[PROVIDED PASSAGE]
::::::::::

The Comhdhail is registered as a co-operative and is modelled on the structure of the Association of Small Danish Islands. An Executive Committee made up representatives from each of the member islands determine policy for the Comhdhail. Whilst only being in full operation for two years the organisation has developed a sound reputation for supporting island communities particularly through developmental work, information provision and transnational contacts.

A full time Development Officer is employed to develop communications between the islands and to mobilise and organise communities for local development. There are two teleworking centres - one on Rathlin Island, Co. Antrim and the other on Oilean Chleire, Co. Cork. The Federation has recently been involved in the installation of Information Technology on five other islands. The short-term objective is to have an ‘Island Network’ between 12 Irish Islands. The medium term plans would be to network with other ‘Island’ telecottages throughout Europe.


For all the highly-urbanised nature of many of its 12 member states, much of the European Union consists of scattered villages and farming communities. Some parts of this European countryside are every bit as prosperous as the wealthiest industrial centres. Other areas face enormous difficulties. And the character of rural communities varies, of course, from place to place. There are all sorts of profound differences between the Irish islands, say, and the Greek islands - differences of climate, history, language, culture and outlook. That is obvious. What is maybe less obvious, but what is beginning to be appreciated more and more, is that many of Europe’s rural communities - despite all those long-standing differences - are often trying hard to cope with problems which, in their essentials, do not vary all that much from one side of the continent to the other.

A loss of jobs, the closure of a village school, the absence, or high cost, of public transport: these things have much the same impact in Crete as they do on Inishere. And though all sorts of public agencies make it their business to promote rural development, often very effectively, it is striking how few of the people living in Europe’s country areas - whether in Ireland or in Greece - feel that they are directly involved in the development process. It was in the hope of overturning such attitudes, by giving rural communities a chance to take charge of their own futures, that the European Commission launched its LEADER ( Links between Actions for the Development of the Rural Economy ) programme in late 1991. LEADER was intended to make it possible for people living in the countryside to change their circumstances for the better by initiating their own development projects. Some £280 million was set aside in Brussels to make LEADER I possible for the EC’s less prosperous rural areas - those categorised as Objective 1 and Objective 5b. Interest in this new programme was intense and 217 different local action groups were eventually given the go-ahead. Many important lessons were obtained from this experimental programme and incorporated into LEADER II which has been created to ensure continuity. It has also offered the Comhdhail an ideal opportunity to submit an application based strongly on the notion of partnership.

Project Activities

The general measures envisaged within the Comhdhail LEADER plan are:

Technical support for rural development

A substantial part of the work plan will involve having three development workers who will assist local groups in drawing up strategic development plans in accordance with the priorities of each island linking into an overall development plan for all the islands. These development officers will also be responsible for local community development work, animation and capacity building.

::::::::::

[RAW RECORDS]

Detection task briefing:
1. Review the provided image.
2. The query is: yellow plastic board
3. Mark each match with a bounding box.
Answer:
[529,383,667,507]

::::::::::

[GOAL]
Reproduce word for word the section of the island federation passage starting with "The Comhdhail is" and going on through "and transnational contacts.".

[REPLY]
The Comhdhail is registered as a co-operative and is modelled on the structure of the Association of Small Danish Islands. An Executive Committee made up representatives from each of the member islands determine policy for the Comhdhail. Whilst only being in full operation for two years the organisation has developed a sound reputation for supporting island communities particularly through developmental work, information provision and transnational contacts.